>> begin Material shown

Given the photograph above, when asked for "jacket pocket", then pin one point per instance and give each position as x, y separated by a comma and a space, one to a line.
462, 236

>> end Material shown
>> begin Material shown

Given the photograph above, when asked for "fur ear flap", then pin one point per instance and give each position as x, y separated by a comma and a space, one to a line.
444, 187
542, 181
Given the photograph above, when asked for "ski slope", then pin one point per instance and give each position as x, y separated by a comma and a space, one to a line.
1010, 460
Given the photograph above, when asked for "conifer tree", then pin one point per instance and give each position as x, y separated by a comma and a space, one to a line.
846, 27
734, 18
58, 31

>> end Material shown
>> begin Material shown

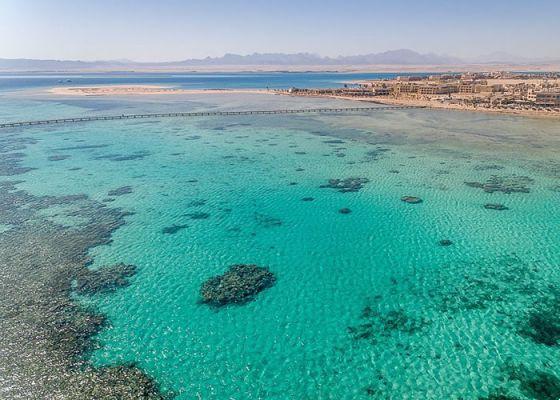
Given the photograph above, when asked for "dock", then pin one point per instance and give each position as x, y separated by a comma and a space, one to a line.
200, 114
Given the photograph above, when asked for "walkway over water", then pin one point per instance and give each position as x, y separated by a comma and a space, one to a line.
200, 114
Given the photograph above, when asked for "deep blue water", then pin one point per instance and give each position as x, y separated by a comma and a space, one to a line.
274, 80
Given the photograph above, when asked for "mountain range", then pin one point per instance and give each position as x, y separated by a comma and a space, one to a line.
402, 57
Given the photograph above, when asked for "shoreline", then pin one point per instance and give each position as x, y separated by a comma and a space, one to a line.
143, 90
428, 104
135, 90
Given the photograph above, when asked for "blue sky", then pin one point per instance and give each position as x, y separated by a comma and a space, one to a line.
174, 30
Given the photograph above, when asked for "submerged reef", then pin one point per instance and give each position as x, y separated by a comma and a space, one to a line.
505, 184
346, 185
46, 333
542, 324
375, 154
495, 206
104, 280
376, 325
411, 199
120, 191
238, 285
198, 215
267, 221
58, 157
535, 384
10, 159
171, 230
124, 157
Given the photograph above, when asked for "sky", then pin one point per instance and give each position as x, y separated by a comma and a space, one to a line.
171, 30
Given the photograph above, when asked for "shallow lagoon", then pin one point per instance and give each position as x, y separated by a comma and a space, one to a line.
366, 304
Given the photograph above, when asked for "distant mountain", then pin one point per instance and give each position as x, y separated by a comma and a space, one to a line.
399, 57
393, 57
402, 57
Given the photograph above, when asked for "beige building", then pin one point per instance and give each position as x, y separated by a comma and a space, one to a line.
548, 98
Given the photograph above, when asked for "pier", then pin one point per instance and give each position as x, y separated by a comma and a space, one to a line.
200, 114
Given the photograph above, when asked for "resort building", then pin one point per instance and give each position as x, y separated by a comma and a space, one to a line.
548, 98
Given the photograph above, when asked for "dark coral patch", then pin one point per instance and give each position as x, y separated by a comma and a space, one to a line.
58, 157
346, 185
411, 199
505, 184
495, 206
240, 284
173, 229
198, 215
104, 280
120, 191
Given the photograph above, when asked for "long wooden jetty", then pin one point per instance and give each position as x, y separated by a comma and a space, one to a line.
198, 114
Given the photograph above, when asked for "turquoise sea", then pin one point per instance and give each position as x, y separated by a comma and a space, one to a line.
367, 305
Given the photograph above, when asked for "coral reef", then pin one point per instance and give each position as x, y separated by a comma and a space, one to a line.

>> end Material shown

Pick out every line above that contains the word "blue", and copy each one.

Given the photograph above, when asked for "deep blue water", then pin one point per instance and give each position as x, y separated by a comma and a space, one to a line.
Given the photograph above, when asked for "blue sky", then pin one point per instance and give each position as x, y separated by a comma and a space, one to a line.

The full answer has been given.